START Provided records

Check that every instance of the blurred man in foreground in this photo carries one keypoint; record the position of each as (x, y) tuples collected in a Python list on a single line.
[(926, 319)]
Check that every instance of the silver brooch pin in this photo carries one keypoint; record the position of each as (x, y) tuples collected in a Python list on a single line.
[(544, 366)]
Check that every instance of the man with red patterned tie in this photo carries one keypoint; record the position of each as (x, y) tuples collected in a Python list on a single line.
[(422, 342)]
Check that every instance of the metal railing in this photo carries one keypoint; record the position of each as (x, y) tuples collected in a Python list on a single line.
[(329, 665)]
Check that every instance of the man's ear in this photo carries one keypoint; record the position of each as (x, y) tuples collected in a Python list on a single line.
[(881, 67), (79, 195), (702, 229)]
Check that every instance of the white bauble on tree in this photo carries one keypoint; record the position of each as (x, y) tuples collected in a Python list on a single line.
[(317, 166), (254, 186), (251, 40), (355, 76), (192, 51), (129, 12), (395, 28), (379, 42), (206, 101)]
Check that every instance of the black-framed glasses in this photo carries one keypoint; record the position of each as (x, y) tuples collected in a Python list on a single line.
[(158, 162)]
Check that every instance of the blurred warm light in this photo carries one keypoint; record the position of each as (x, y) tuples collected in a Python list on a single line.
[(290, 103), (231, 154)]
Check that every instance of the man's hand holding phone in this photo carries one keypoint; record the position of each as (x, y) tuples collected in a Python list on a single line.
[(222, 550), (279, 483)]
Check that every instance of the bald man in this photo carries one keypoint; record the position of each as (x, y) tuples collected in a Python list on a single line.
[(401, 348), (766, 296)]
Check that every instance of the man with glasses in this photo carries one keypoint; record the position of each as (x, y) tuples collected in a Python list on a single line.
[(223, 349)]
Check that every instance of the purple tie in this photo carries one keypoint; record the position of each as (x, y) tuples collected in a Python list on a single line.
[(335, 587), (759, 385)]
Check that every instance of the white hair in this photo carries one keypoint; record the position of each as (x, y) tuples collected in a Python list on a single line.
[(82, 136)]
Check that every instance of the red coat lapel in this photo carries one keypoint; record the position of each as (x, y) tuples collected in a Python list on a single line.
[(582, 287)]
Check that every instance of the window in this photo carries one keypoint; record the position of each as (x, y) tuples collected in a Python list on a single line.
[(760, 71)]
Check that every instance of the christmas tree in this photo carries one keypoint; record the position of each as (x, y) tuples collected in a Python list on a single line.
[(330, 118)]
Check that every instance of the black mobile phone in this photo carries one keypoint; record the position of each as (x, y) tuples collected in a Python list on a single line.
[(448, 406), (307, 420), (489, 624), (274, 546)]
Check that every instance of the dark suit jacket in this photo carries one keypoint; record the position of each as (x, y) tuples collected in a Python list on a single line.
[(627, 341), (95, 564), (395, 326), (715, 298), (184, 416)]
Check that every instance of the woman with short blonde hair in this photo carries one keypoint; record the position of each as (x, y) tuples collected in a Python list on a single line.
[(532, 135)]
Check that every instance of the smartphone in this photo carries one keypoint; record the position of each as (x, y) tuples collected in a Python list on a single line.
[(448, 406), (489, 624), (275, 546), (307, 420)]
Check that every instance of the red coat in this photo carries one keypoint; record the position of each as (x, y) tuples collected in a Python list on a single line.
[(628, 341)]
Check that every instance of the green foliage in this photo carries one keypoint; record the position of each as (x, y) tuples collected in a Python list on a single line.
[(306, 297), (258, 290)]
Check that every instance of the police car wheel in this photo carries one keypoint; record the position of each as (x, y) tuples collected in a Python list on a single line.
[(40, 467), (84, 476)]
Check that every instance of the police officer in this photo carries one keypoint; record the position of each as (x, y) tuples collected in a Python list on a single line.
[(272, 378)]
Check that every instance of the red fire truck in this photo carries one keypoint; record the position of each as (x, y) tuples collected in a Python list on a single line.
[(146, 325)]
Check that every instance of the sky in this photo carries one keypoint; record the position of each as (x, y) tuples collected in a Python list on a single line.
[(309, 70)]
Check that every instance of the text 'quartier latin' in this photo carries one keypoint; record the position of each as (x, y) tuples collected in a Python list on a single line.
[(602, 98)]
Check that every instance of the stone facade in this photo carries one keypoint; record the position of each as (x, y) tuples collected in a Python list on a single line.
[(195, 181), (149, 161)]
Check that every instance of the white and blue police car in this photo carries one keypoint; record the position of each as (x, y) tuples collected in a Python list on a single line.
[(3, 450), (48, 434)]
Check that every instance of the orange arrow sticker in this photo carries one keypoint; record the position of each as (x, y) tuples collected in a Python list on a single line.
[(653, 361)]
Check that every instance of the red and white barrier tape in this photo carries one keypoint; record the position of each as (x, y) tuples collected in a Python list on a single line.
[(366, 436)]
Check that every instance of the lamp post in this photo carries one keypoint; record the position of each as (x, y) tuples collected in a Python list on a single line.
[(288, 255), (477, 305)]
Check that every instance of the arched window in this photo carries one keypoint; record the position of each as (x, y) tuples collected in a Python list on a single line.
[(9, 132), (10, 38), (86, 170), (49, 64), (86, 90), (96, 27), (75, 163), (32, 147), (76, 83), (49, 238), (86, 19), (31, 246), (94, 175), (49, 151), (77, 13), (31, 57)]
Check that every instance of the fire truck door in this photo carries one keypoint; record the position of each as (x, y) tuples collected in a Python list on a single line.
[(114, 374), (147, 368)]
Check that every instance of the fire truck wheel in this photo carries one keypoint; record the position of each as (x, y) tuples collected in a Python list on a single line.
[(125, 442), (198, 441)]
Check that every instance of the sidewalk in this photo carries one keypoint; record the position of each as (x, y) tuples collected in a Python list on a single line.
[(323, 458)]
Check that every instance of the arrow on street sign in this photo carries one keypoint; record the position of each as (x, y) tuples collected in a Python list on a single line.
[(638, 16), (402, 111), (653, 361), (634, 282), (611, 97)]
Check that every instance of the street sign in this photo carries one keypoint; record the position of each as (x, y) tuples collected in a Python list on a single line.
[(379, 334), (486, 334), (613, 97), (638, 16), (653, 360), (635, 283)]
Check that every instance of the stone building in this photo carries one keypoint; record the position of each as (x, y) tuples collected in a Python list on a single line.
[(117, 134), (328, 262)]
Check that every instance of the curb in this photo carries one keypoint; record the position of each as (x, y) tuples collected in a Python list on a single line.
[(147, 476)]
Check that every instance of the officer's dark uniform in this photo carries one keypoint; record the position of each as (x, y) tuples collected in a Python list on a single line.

END Provided records

▶ **Required work**
Would you return each entry exactly as it reads?

▶ **Exercise result**
Check that every instance of the blurred man in foreground in this photo carries one keypoint; record the position of each as (x, y) tuples collected in a Python list on a single line.
[(926, 319)]
Check that every instance of the silver brooch pin in this photo carries one keypoint; record the position of each as (x, y) tuples collected in a Python list on a single line.
[(544, 366)]
Check that every instance of the man with red patterned tie in this photo carries one keypoint; record the position of each as (x, y) tuples collected in a Python list on a single line.
[(422, 342)]
Check that every instance of the metal railing in this photo carries one keypoint; record the position of each as (x, y) tuples collected in a Python list on a single line.
[(329, 665)]
Check that every instance of the man's ear in this photo carries one keypoint; record the position of each as (x, y) tuples collected in a Python list on a single line.
[(881, 67), (79, 195), (702, 229)]
Check that every instance of the white bauble on tree in this photo carries one keypoint; record the position of each as (x, y) tuples collected in a Python list on a single line.
[(317, 166), (254, 186), (251, 40), (355, 76), (192, 51), (129, 12), (395, 28), (379, 42), (206, 101)]
Check that every instance of the black-framed glasses in this photo carries one keypoint; record the position of each as (x, y) tuples collected in a Python list on a single line.
[(158, 162)]
Check that every instance of the blurred warm light in this photo carries one keypoint; record the position of each as (x, y) tuples collected in a Python list on a single line.
[(290, 103), (231, 154)]
Check that every instance of the man's hand holding phone in this photo carries one keypoint; record the position of each as (x, y) tuples collected in a Python list on a single line.
[(222, 550), (279, 483)]
Check that every instance of the bald man in this photo carries one keypoint; record the position of each as (x, y) tuples collected in a Python list on a single line.
[(401, 348), (766, 296)]
Check that every instance of the man with glasses in this photo carries one keypoint; record the position of each as (x, y) tuples collected in a Python list on a single line.
[(223, 349)]
Check that every instance of the purple tie in this photo carries one keypoint; record the position of each as (x, y) tuples collected in a Python list on a single line.
[(335, 587), (759, 385)]
Check that every instance of the white hair in this photo carries one keypoint; record the position of each as (x, y) tuples collected in a Python list on a single line.
[(82, 136)]
Check that every instance of the red coat lapel in this photo carries one keypoint; record the position of each as (x, y) tuples collected in a Python list on a single line.
[(582, 287)]
Check that every instance of the window in this photo carries one keypoint; record the position of each as (x, y) tuples collected in a Python list on a single line.
[(760, 71)]
Check that every instance of the christmas tree in this photo carries one keypoint; record the position of each as (x, y) tuples collected in a Python list on a single line.
[(330, 118)]
Check that every instance of the black mobile phone in this photo carries one keypoint; record the position of each as (x, y) tuples collected in a Python list on a single line.
[(448, 406), (307, 420), (489, 624), (274, 546)]
Check that every instance of the dark suit jacket in this photo carries one keypoint; record the position of each as (x, y) tuples collected in a Python list on a single line.
[(627, 341), (95, 564), (395, 326), (715, 298), (184, 416)]
Check that every instance of the woman with short blonde hair in this photo carries one keypoint; record the position of each as (x, y) tuples collected in a Python list on a single line.
[(532, 135)]
Check that every instance of the smartphone in this photo carries one keypoint; record the position of each as (x, y) tuples collected in a Python list on a single line.
[(448, 406), (489, 624), (275, 546), (307, 420)]
Check that every instance of the red coat in this photo carries one keypoint; record the position of each as (x, y) tuples collected in a Python list on a single line.
[(628, 341)]
Check that every instance of the green foliage in this photo carries one keypoint; record the position of each as (x, y) tuples collected in a Python list on a single line.
[(306, 297), (258, 290)]
Check that every instance of the police car wheel in this photo carries one keypoint; record the position of each as (x, y) tuples collected in a Python list on a single line.
[(40, 467), (84, 476)]
Check that every instance of the police officer in this photo carries one keypoint; record the position of each as (x, y) tuples collected in a Python list on a single line.
[(272, 378)]
Check that every instance of the red fire truck in this photo carries one keypoint; record the position of each as (x, y) tuples collected in a Python list on a single line.
[(146, 325)]
Check that every instance of the sky in this photo carries one keypoint; record the position of each as (x, y) tuples collected in a Python list on a single line.
[(309, 70)]
Check that every instance of the text 'quartier latin' in this photo carries one keypoint; record the position of each as (x, y) tuples collected in a Python list on a single line.
[(602, 98)]
Check that every instance of the stone facade in this photo carries one keypoint; record the position of each as (x, y) tuples collected in a Python list on a single line.
[(195, 181), (149, 161)]
Check that every instance of the white and blue police car in this photo carries one keypoint; record the position of each as (x, y) tuples collected in a Python list on a single line.
[(3, 450), (48, 434)]
Check that every instance of the orange arrow sticker in this photo carries one keypoint; record the position of each as (x, y) tuples collected in a Python list on a single line.
[(653, 361)]
Check that every instance of the red and white barrier tape in this photo carries one keypoint; record the position of each as (x, y) tuples collected in a Python list on a single line.
[(366, 436)]
Check that every instance of the lamp post in this photo carries one keypoint; record the position of each as (x, y) tuples collected in a Python list on a single line.
[(288, 255), (477, 305)]
Check that every instance of the arched window in this photo carries one keypoint; record the position of each as (x, y) tuples collected in a Python list on a single line.
[(9, 132), (10, 38), (86, 170), (49, 64), (86, 90), (96, 27), (75, 163), (32, 147), (76, 83), (49, 238), (86, 19), (31, 246), (94, 175), (49, 151), (77, 13), (31, 57)]
Check that every instance of the fire truck door in this photo carries one keypoint; record the position of each as (x, y) tuples collected in a Python list on a single line.
[(114, 374), (147, 368)]
Check that every instance of the fire truck wheel in this photo carries one keypoint; record the position of each as (x, y) tuples collected in a Python list on a single line.
[(125, 442), (198, 441)]
Check that every instance of the sidewalk in this photo carries one keypoint; record the position of each as (x, y) tuples collected in a Python list on a single line.
[(323, 458)]
Check that every instance of the arrow on street sign in this photo carries one keypoint; record the position of each as (x, y) tuples collected in a Python list on a single line.
[(638, 16), (402, 111), (653, 361), (634, 282), (611, 97)]
Check that every instance of the street sign in this photo carries one keypoint; record the position of each as (x, y) tuples collected in a Python list on a single line.
[(379, 334), (486, 334), (613, 97), (638, 16), (653, 360), (635, 283)]
Check that every instance of the stone building in this photo carries one keypoint; record the position of each as (x, y) tuples collected in a Python list on a single line.
[(117, 134), (328, 262)]
Check that every instance of the curb in this photo carries one keypoint; record the position of each as (x, y) tuples collected in a Python list on a single line.
[(147, 476)]
Check that every instance of the officer's dark uniform in this photo carries one keypoint; record the position of each as (x, y) tuples collected in a Python list on a single line.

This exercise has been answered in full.